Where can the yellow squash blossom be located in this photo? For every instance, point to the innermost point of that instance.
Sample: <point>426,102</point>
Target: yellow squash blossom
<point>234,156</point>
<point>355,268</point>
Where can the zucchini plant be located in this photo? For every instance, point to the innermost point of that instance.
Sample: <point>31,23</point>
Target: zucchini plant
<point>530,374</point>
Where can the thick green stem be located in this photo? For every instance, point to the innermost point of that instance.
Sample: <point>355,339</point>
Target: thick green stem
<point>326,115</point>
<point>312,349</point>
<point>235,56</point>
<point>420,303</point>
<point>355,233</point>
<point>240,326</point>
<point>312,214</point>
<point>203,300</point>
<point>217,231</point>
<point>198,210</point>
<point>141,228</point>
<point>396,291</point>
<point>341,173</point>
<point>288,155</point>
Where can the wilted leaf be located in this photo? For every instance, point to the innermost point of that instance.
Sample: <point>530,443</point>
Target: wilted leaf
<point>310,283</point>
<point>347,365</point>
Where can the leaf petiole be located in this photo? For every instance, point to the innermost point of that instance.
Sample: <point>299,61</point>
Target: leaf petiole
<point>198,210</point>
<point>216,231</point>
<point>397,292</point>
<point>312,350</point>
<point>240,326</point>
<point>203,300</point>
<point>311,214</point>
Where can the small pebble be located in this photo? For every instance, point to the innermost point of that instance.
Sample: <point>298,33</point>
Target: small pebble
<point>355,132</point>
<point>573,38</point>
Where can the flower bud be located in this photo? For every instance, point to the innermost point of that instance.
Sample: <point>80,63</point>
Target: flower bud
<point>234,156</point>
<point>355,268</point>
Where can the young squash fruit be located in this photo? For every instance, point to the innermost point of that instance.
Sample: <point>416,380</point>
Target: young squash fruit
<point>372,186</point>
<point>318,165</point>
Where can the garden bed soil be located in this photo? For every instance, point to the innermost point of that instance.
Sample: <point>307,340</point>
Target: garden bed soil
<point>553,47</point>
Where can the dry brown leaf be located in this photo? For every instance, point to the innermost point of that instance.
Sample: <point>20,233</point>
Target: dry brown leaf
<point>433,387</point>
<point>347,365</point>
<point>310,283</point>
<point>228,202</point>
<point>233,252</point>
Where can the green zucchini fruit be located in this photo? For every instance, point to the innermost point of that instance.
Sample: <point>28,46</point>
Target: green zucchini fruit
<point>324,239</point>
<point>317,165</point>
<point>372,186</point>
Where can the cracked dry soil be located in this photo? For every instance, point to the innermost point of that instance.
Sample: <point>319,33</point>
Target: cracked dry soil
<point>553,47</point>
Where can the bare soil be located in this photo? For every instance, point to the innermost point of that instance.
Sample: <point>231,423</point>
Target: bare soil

PROMPT:
Go through the data and gather every line that holds "bare".

SOLVED PROBLEM:
Where can the bare soil be located in this photo? For every instance, point to the innermost point of that instance.
Target: bare soil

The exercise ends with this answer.